**Exercises:**
1/ Rewrite the farm passage from "Home Place |" up to and including "the home place.", replacing "gravel road" with "dirt road".
2/ Answer these questions from the farm passage:
(a) How many days did the writer spend at home?
(b) In what year did Nana and Papa Creecy start farming at the home place?
(c) Where did they move in 1973?
3/ Go on with the farm passage, starting after its final sentence.

**Text segment:**
- - -

Tate Farm (hwy 140) surrounded by rice |
I recently spent two days home in Mississippi County driving around the farm, sleeping in my bed, visiting with my Aunts. I love to go home to feel the delta soil beneath my feet, smell the air, see the cotton growing. Arkansas is my place to recharge. There are no city noises to spoil the peace and quiet. It’s dark at night. There are stars. Every farmer waves at each driver on the road, and everyone says to me, “You look just like your momma” or “Thomas was a great farmer”.
Home Place |
Saturday morning I drove to the home place on the gravel road between Crews Lateral and the Coleman Farm. Nana and Papa Creecy started farming there in 1936 with a $75 loan from Keiser Supply Company. Momma grew up in the house and Uncle Rex lived there for a time. It’s where we celebrated Christmas Eve every year until they moved to Keiser in 1973. It’s still the home place.

- - -

**Data segment:**
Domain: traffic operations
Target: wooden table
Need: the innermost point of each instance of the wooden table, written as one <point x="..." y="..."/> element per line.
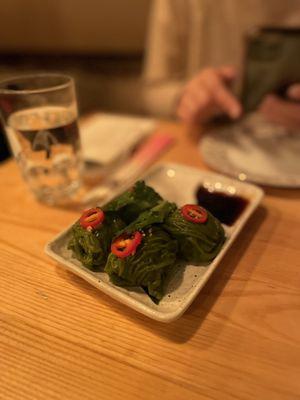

- - -

**The answers:**
1/
Home Place |
Saturday morning I drove to the home place on the dirt road between Crews Lateral and the Coleman Farm. Nana and Papa Creecy started farming there in 1936 with a $75 loan from Keiser Supply Company. Momma grew up in the house and Uncle Rex lived there for a time. It’s where we celebrated Christmas Eve every year until they moved to Keiser in 1973. It’s still the home place.

2/
(a) Two days.
(b) 1936.
(c) Keiser.

3/
As kids we spent hot summer days playing on combines and pickers in the barn and planting watermelon seeds behind the storm shelter. Watermelon seeds that never sprouted. The huge concrete storm shelter in the center of the back yard was the catalyst for backyard games serving as our jungle gym, home base, picnic table. After a morning of playing in the dirt we ate lunch sitting on top of the shelter, sandwiches and melon and homemade vanilla ice cream, probably because Nana could easily hose us off there. Two minutes after Nana said – don’t drop a spoon down that storm shelter! – our cousin Lesa dropped her sterling silver spoon down into the hole on top… That spoon would be worth $200 today. The shelter was dark and abandoned and filled with trash and snakes, so no one dared go inside to hide from a tornado or to get the spoon, no matter its worth. The storm shelter is gone now. Most everything is gone. But the memories are still there.
I often wonder if anyone found that spoon.
A farm worker now lives in the house. His young wife was outside, so I immediately finagled an invitation inside. She was accommodating and I was THRILLED. Although I’ve driven by many times over the years, it was my first time back inside in 39 years. A place changes in 39 years. A girl changes in 39 years.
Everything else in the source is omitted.